Can you output the stretch of the listing from the line containing "target: chopped green herb" through the end of the listing as a Markdown table with the columns Row and Line, omitting blank lines?
---------- EXTRACTED ENTRIES ----------
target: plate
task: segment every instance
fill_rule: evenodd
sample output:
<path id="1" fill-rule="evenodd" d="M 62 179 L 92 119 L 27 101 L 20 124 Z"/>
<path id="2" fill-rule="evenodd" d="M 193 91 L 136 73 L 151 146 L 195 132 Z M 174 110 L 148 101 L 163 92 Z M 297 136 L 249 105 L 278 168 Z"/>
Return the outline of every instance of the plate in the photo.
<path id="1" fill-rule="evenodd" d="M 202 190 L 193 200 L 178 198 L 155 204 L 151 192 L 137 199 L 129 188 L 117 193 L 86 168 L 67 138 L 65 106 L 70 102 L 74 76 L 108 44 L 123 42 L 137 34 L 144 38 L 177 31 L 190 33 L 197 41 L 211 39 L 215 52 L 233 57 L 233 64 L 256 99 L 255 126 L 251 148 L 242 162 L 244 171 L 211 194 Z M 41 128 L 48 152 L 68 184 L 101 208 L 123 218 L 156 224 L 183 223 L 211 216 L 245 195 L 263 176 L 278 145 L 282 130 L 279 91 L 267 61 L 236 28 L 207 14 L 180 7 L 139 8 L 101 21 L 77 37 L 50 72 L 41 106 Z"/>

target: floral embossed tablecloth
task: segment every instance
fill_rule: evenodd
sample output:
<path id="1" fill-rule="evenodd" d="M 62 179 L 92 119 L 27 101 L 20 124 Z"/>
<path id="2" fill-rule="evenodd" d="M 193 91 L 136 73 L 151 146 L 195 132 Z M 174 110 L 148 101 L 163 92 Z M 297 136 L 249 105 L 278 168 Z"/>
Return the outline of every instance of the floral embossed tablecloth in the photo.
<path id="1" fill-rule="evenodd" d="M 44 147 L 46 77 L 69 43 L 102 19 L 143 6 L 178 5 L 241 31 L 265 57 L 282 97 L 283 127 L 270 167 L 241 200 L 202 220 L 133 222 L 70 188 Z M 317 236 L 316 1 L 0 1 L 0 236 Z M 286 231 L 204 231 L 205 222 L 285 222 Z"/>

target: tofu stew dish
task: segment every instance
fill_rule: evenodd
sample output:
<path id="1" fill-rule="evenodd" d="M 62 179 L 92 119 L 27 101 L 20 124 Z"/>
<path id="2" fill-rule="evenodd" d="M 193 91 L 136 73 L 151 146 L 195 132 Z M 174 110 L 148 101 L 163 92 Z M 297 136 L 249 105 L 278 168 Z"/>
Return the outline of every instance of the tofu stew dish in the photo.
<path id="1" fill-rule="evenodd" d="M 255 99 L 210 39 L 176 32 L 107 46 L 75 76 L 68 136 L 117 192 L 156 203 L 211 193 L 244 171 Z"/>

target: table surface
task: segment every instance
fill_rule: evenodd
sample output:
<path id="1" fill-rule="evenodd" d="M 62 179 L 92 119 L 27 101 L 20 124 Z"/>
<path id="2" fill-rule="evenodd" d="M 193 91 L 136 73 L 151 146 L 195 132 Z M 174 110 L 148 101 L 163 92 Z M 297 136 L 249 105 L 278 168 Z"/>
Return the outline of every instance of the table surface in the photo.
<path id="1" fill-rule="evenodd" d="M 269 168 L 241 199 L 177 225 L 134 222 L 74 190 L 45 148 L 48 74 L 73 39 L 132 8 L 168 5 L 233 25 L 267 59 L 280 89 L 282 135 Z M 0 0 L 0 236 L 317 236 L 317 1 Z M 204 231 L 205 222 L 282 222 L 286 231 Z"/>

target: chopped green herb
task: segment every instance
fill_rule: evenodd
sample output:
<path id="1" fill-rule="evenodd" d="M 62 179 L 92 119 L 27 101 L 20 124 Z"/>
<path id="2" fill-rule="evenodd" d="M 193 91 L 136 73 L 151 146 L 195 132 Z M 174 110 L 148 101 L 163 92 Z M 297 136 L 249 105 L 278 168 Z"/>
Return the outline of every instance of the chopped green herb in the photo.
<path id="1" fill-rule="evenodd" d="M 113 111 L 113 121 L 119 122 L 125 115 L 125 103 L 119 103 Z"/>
----------
OUTPUT ▸
| Row | Line |
|---|---|
| 1 | target: chopped green herb |
| 2 | task: segment every instance |
| 3 | fill_rule: evenodd |
| 4 | sample output: |
| 5 | <path id="1" fill-rule="evenodd" d="M 62 179 L 92 119 L 27 101 L 20 124 Z"/> |
| 6 | <path id="2" fill-rule="evenodd" d="M 193 91 L 136 73 L 151 146 L 195 132 Z M 174 110 L 148 101 L 163 92 Z M 297 136 L 249 105 L 278 168 Z"/> |
| 7 | Return the outline of every instance of the chopped green herb in the photo. |
| 8 | <path id="1" fill-rule="evenodd" d="M 113 111 L 113 121 L 119 122 L 125 115 L 125 103 L 119 103 Z"/> |